• **Excerpted passage**
================================
Houstonians are blessed to have had two Hall of Famers – Bagwell and Biggio – play their entire careers with the Astros. If you bought a Biggio or Bagwell jersey, you would grow out of that jersey before they ever stopped being part of the Astros organization.

That type of dual loyalty is rare in professional sports these days, but it’s good to see that Braves fans can expect to see reigning NL Rookie of the Year Ronald Acuña Jr. in Atlanta for the next eight years. The same can be said on the south side of Chicago with Eloy Jiménez and in Houston with the charismatic Bregman.

Cardinals fans have been blessed to see Yadier Molina play his entire brilliant career with the Cardinals.

Closer to home, kids don’t consider contract status when picking a jersey. My youngest daughter wasn’t quite as thrilled about her Altuve jersey as her older sisters.

Although she has proudly kept an Altuve hit counter bobblehead since she was seven, Sydney considers Correa her favorite Astro. She even attempted to debate the merits of Correa over Altuve.

They’re both special, but Altuve is only the second Astro to be a league MVP, I argued. She pointed out that Correa was only the second Astro to be a Rookie of the Year.
================================
• **Recorded information**
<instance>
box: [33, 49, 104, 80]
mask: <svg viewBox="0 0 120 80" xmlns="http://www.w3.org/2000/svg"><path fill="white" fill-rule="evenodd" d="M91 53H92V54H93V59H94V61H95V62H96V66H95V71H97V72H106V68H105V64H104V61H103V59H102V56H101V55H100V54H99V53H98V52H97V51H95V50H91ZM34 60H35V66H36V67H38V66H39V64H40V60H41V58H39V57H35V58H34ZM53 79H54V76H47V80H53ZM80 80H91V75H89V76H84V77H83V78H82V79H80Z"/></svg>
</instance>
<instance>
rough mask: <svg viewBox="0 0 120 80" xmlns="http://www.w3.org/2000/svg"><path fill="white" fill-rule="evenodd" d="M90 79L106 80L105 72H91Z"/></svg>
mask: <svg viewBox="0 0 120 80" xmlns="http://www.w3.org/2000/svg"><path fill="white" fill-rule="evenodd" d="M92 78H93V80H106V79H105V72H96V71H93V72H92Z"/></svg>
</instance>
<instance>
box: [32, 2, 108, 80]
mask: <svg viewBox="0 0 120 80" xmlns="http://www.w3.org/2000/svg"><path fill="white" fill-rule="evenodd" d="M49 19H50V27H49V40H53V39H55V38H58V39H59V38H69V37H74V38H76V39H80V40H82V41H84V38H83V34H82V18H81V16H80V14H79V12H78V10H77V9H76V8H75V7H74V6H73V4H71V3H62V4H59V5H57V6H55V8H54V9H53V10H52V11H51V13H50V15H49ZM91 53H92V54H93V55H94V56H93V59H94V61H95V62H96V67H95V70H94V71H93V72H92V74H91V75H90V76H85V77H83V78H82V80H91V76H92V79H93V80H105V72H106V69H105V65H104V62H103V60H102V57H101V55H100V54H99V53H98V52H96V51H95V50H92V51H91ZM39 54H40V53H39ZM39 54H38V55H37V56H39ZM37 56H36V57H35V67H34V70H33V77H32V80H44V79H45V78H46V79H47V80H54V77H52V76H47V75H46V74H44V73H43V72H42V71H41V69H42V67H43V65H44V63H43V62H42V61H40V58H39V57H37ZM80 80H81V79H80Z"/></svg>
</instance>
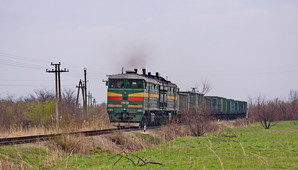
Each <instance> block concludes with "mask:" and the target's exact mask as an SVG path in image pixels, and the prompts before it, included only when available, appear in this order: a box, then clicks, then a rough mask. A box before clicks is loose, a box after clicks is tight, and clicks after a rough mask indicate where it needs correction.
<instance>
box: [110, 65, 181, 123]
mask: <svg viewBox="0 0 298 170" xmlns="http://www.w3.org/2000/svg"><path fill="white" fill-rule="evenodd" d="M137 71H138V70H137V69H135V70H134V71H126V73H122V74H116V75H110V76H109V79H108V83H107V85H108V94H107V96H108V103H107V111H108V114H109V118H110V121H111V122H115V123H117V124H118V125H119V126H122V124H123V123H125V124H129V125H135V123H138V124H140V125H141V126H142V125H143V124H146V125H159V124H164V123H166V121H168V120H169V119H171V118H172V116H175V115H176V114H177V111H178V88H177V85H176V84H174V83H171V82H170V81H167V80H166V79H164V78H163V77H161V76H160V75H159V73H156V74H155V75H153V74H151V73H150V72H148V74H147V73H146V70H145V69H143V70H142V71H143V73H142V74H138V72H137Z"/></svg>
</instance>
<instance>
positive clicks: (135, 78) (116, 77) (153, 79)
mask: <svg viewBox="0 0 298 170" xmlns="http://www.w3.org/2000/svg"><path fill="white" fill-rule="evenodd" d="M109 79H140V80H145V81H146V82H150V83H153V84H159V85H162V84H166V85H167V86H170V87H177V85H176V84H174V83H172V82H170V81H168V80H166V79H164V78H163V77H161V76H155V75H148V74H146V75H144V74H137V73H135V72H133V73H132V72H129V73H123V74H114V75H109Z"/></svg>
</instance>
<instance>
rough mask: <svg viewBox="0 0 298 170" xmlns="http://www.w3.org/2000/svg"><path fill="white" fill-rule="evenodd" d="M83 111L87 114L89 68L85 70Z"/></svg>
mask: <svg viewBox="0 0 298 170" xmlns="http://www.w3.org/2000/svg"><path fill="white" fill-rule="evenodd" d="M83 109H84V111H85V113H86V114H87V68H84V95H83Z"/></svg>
================================
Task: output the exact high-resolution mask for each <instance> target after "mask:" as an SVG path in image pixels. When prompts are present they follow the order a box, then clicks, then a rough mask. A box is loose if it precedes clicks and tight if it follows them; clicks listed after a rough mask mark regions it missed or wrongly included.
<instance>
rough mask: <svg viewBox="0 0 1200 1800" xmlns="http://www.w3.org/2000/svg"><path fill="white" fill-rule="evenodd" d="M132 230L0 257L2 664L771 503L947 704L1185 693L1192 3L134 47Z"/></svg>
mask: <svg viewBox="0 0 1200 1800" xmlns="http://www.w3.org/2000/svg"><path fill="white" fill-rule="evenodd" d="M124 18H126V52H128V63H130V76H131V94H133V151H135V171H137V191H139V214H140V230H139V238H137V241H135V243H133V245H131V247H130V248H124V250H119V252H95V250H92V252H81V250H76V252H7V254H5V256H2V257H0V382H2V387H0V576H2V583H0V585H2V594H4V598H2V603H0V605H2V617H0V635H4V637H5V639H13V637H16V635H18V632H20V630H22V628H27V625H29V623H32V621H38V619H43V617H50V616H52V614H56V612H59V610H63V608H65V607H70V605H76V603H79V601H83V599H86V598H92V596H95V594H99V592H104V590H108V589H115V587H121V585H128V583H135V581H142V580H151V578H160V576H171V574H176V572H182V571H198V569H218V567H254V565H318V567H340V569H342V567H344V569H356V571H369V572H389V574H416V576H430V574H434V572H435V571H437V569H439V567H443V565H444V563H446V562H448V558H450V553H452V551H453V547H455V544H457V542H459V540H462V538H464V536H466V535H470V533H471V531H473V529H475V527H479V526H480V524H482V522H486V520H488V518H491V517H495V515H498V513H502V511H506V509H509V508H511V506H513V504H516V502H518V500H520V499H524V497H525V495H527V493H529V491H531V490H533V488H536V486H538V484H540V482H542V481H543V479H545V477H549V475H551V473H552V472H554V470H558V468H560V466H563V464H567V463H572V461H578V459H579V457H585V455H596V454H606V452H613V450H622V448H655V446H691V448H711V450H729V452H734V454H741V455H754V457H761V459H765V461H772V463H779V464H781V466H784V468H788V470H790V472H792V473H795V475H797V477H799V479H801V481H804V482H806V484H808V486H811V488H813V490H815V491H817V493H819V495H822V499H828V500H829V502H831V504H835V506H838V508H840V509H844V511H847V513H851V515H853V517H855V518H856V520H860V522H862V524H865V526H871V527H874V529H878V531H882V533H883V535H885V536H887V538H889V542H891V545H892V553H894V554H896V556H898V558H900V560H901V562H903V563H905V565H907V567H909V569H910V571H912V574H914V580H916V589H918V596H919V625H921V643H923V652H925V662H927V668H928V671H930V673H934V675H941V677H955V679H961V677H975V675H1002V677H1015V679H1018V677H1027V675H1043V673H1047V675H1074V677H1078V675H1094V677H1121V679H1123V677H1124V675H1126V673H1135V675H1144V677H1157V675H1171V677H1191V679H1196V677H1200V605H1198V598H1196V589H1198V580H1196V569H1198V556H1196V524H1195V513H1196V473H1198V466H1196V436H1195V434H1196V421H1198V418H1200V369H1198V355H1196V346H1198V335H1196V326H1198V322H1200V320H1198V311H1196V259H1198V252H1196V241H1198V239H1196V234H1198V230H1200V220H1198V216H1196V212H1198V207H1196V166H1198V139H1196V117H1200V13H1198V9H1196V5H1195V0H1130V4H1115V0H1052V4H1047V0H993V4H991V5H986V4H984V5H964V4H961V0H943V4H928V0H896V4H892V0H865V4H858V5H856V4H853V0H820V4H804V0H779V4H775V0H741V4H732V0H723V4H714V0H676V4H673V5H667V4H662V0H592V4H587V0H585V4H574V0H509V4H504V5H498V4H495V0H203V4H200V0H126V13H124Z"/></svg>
================================
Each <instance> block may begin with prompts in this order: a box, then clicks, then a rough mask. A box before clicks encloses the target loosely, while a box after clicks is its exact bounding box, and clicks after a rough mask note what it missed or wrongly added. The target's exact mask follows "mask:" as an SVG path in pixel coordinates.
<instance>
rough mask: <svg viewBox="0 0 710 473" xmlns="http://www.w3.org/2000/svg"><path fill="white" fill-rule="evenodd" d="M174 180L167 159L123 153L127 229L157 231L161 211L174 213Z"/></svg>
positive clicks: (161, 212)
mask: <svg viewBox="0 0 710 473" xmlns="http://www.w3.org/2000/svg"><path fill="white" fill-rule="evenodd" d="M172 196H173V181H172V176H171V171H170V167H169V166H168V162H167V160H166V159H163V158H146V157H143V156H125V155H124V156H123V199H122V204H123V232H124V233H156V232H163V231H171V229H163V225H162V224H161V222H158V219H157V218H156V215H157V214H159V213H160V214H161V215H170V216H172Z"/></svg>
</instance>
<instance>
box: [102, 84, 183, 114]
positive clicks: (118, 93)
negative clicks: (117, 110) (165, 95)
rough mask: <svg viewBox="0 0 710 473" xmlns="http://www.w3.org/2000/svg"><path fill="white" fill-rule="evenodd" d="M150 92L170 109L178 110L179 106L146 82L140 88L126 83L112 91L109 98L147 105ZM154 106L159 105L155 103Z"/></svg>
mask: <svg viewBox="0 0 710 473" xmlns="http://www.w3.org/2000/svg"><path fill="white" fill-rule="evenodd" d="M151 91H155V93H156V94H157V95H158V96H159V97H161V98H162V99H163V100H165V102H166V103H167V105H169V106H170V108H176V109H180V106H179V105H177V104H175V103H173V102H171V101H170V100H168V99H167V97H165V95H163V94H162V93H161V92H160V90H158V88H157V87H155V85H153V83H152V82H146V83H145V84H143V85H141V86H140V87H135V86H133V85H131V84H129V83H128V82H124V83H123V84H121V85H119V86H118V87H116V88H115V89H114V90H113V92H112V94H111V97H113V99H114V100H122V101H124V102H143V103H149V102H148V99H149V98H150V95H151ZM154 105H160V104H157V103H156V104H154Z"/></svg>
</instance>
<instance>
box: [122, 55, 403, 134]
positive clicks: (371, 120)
================================
• **Work instruction 1**
According to the baseball passage, for how many years can Braves fans expect to see Ronald Acuña Jr. in Atlanta?
• **Work instruction 2**
Reproduce the stretch of the baseball passage from "Closer to home, kids" through "of the Year.".
The items have no connection to the baseball passage.

• **Exercise output 1**
The next eight years.

• **Exercise output 2**
Closer to home, kids don’t consider contract status when picking a jersey. My youngest daughter wasn’t quite as thrilled about her Altuve jersey as her older sisters.

Although she has proudly kept an Altuve hit counter bobblehead since she was seven, Sydney considers Correa her favorite Astro. She even attempted to debate the merits of Correa over Altuve.

They’re both special, but Altuve is only the second Astro to be a league MVP, I argued. She pointed out that Correa was only the second Astro to be a Rookie of the Year.